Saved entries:
☆ ☆ ☆ ☆ ☆ ☆ ☆

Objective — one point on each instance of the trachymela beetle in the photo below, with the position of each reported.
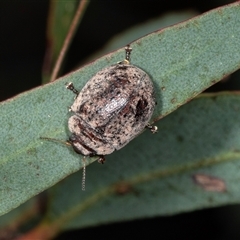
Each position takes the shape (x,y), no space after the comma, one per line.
(113,107)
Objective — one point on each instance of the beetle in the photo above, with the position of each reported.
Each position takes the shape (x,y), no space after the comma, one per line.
(113,107)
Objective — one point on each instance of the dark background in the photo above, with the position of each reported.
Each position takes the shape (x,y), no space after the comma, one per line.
(22,48)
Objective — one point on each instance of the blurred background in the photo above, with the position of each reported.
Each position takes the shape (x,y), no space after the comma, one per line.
(23,44)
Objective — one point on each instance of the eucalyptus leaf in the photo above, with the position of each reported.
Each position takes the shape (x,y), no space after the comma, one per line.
(182,60)
(154,175)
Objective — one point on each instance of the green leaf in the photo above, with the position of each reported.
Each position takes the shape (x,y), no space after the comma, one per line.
(182,60)
(60,18)
(153,175)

☆ ☆ ☆ ☆ ☆ ☆ ☆

What you need to do: If a line in the records above has the word "leaf", copy it.

Task answer:
Objective — one point on each instance of the eucalyptus leaf in the photo above, with the position of each reported.
Objective — one point on each instance of the green leaf in the photo above, with the position of each reported.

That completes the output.